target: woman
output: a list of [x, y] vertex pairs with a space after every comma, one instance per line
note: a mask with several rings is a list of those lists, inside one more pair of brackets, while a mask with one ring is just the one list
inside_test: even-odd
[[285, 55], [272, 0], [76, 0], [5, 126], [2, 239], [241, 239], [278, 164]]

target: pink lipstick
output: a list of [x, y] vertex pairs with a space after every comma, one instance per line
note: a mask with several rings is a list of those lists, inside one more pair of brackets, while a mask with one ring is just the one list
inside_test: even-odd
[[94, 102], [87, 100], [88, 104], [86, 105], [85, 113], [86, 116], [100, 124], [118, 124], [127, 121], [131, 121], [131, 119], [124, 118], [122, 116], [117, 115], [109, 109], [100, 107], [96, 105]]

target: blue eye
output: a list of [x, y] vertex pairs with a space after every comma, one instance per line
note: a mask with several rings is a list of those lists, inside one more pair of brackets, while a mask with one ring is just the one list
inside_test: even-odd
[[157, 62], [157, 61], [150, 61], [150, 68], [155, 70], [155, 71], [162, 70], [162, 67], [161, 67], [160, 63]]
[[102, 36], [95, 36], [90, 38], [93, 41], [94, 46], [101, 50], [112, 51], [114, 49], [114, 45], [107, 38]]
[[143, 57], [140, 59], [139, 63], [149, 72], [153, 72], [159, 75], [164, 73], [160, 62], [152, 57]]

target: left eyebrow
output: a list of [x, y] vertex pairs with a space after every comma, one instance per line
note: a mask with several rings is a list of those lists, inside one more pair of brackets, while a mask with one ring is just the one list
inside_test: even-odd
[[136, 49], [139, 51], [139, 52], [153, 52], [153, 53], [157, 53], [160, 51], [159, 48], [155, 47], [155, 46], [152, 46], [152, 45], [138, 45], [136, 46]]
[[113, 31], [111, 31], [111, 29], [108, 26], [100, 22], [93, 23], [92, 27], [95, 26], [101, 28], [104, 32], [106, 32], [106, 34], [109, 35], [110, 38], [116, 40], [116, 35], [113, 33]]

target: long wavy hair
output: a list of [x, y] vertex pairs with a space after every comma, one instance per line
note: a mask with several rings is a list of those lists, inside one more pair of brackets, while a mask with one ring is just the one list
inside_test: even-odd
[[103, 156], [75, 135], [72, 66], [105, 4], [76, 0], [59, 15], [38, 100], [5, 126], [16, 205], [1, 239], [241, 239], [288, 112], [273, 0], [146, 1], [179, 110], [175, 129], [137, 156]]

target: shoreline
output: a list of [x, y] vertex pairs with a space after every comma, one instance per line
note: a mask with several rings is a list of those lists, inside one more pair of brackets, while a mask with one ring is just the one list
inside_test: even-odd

----

**Task item**
Retype every line of the material above without altering anything.

**Solution for this task**
target: woman
output: a list of [x, y] vertex pairs with a space after every comma, one instance per line
note: a mask with several rings is a list of those lists, inside one more pair of brackets, while a mask with one ring is just the one list
inside_test: even-odd
[[285, 55], [272, 0], [76, 0], [5, 126], [2, 239], [241, 239], [278, 164]]

target: pink lipstick
output: a list of [x, y] vertex pairs with a space after every comma, one instance per line
note: a mask with several rings is a list of those lists, inside one more pair of brackets, while a mask with one ring is just the one list
inside_test: even-odd
[[94, 102], [87, 100], [88, 104], [86, 105], [85, 113], [86, 116], [100, 124], [118, 124], [127, 121], [131, 121], [131, 119], [124, 118], [122, 116], [117, 115], [109, 109], [100, 107], [96, 105]]

target: blue eye
output: a list of [x, y] vertex pairs with a space after every comma, one instance per line
note: a mask with several rings is a list of those lists, inside one more pair of brackets, while a mask with one ring is just the one list
inside_test: even-odd
[[157, 62], [157, 61], [150, 61], [150, 68], [155, 70], [155, 71], [162, 70], [162, 67], [161, 67], [160, 63]]
[[102, 36], [95, 36], [90, 38], [93, 41], [94, 46], [101, 50], [112, 51], [114, 49], [114, 45], [107, 38]]
[[143, 57], [140, 59], [139, 63], [149, 72], [153, 72], [159, 75], [164, 73], [160, 62], [152, 57]]

target: left eyebrow
output: a list of [x, y] vertex pairs with a space after every comma, one instance per line
note: a mask with several rings is a list of those lists, inside one more pair of brackets, while a mask with one ring is just the one list
inside_test: even-odd
[[136, 49], [139, 51], [139, 52], [153, 52], [153, 53], [157, 53], [160, 51], [159, 48], [155, 47], [155, 46], [152, 46], [152, 45], [138, 45], [136, 46]]
[[113, 31], [111, 31], [111, 29], [108, 26], [100, 22], [93, 23], [92, 27], [95, 26], [101, 28], [104, 32], [106, 32], [106, 34], [109, 35], [110, 38], [116, 40], [116, 35], [113, 33]]

target: long wavy hair
output: a list of [x, y] vertex pairs with a space after every comma, one instance per line
note: a mask with several rings is a list of those lists, inside one more pair of brackets, while a mask with one ring is just the one list
inside_test: even-odd
[[103, 156], [75, 135], [72, 66], [105, 4], [76, 0], [59, 15], [38, 100], [5, 126], [16, 205], [1, 239], [241, 239], [288, 112], [273, 0], [146, 1], [179, 110], [175, 129], [137, 156]]

target: shoreline
output: a list of [x, y] vertex pairs with a space after every comma, one instance per line
note: a mask with several rings is a list of those lists, inside one more pair of brackets, while a mask with one ring is just the one list
inside_test: even-odd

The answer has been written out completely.